***** Source material
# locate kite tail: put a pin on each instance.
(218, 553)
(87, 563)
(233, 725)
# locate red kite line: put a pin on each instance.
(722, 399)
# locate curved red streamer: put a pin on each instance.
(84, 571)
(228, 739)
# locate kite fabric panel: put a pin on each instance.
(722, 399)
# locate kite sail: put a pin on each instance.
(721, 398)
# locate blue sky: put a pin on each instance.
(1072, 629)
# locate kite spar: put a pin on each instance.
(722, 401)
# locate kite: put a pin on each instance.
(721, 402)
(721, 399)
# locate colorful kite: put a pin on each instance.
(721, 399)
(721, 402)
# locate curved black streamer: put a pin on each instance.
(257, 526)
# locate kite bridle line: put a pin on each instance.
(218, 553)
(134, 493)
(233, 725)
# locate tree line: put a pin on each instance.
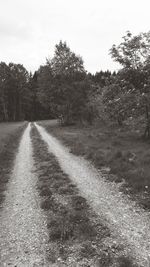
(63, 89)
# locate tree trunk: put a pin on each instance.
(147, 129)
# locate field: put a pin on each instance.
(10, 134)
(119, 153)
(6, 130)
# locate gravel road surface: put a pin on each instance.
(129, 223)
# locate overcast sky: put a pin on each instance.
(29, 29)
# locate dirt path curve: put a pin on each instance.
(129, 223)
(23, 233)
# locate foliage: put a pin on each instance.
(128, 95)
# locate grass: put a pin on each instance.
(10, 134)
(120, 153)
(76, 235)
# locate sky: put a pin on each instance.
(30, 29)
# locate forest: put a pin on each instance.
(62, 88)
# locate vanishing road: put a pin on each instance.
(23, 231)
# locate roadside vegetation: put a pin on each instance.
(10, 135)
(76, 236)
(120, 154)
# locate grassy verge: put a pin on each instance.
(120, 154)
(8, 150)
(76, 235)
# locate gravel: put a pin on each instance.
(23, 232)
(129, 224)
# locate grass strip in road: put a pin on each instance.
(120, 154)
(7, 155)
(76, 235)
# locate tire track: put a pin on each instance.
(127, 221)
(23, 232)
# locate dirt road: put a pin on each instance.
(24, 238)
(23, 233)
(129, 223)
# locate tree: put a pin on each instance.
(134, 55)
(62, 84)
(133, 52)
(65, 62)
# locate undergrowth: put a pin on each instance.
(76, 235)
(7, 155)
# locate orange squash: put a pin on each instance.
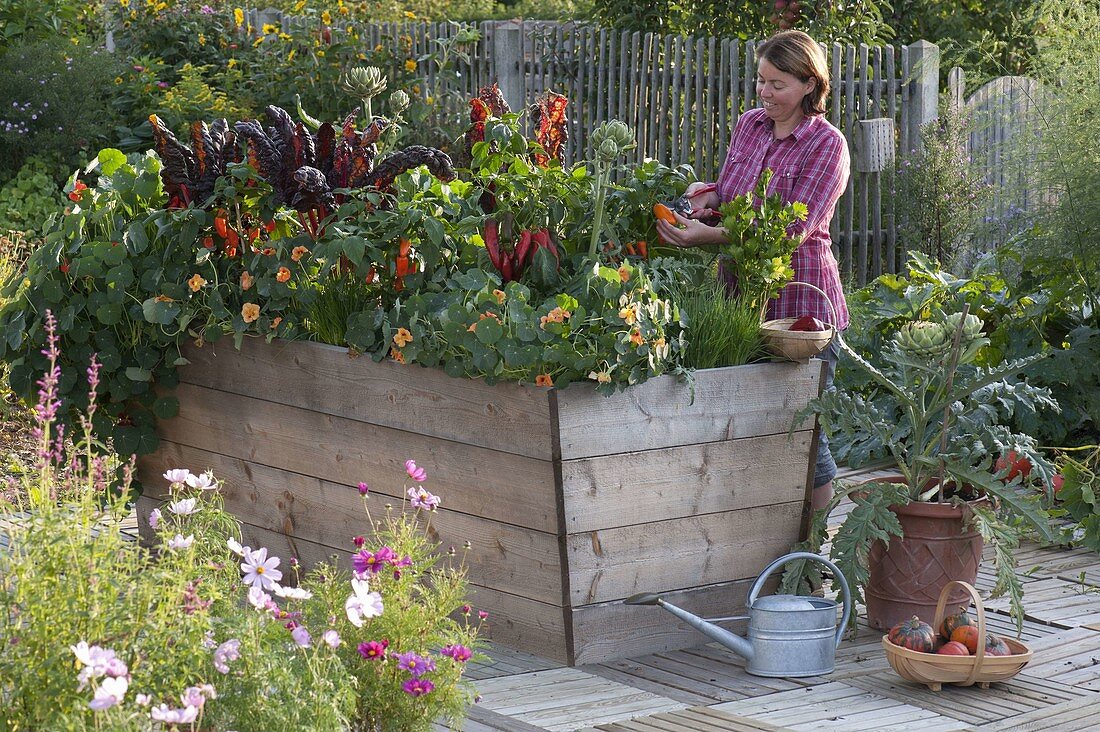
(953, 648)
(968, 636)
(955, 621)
**********
→ **Set exercise**:
Rewrite all the items above with "put a pin" changed to "place a marker" wherever it occurs, keeping everything else the same. Leave the pictures out.

→ **Solution for this problem**:
# locate kite tail: place a marker on each instance.
(218, 553)
(87, 563)
(233, 725)
# locate red kite line: place a marker on each instance.
(722, 399)
# locate curved red streamer: place a marker on each instance.
(84, 571)
(228, 739)
# locate kite fabric panel: place a marker on each instance.
(722, 399)
# locate kite sail: place a marker on each instance.
(721, 398)
# locate blue sky: place a marker on each instance.
(1072, 629)
# locate kite spar: place a marker on each instance.
(722, 401)
# locate kite: place a marker on each instance.
(721, 402)
(721, 399)
# locate colorful kite: place a marker on each instance.
(721, 399)
(721, 402)
# locate curved black streamer: place a marker on each instance.
(257, 526)
# locate kite bridle line: place a marker on each instance.
(218, 553)
(134, 493)
(233, 725)
# locate tree line: place a marker on each instance.
(63, 89)
# locate tree trunk: place a marker on each instance.
(147, 129)
# locate field: place a marker on each instance.
(10, 134)
(119, 153)
(6, 130)
# locate gravel road surface: place a marker on each instance.
(129, 223)
# locate overcast sky: place a marker on each instance.
(29, 29)
# locate dirt path curve: place a marker on each instance.
(129, 223)
(23, 233)
# locate foliage: place a marker on each instance.
(128, 95)
# locate grass: place a marker on each instance.
(10, 134)
(120, 153)
(76, 235)
# locate sky: place a marker on each instance.
(30, 29)
# locate forest: place a marker on each instance.
(62, 88)
# locate vanishing road: place a marker on each instance.
(23, 231)
# locate roadside vegetation: place a marker on each instance.
(10, 135)
(76, 236)
(120, 154)
# locate grassy verge: place a marker on each instance.
(120, 154)
(8, 150)
(76, 235)
# locate gravel: place a marker on each instance.
(23, 232)
(129, 224)
# locate grass strip in road: place a marker on each instance.
(120, 154)
(7, 155)
(76, 235)
# locate tire track: place a marker on each instance.
(127, 221)
(23, 232)
# locate dirt road: place a marker on each instance.
(24, 238)
(23, 233)
(129, 223)
# locate tree: place a marker on each instance.
(134, 55)
(62, 84)
(133, 52)
(65, 62)
# locate undergrowth: place a marker on each instance.
(76, 235)
(7, 155)
# locate orange squash: place a marker on each instance.
(953, 648)
(968, 636)
(955, 621)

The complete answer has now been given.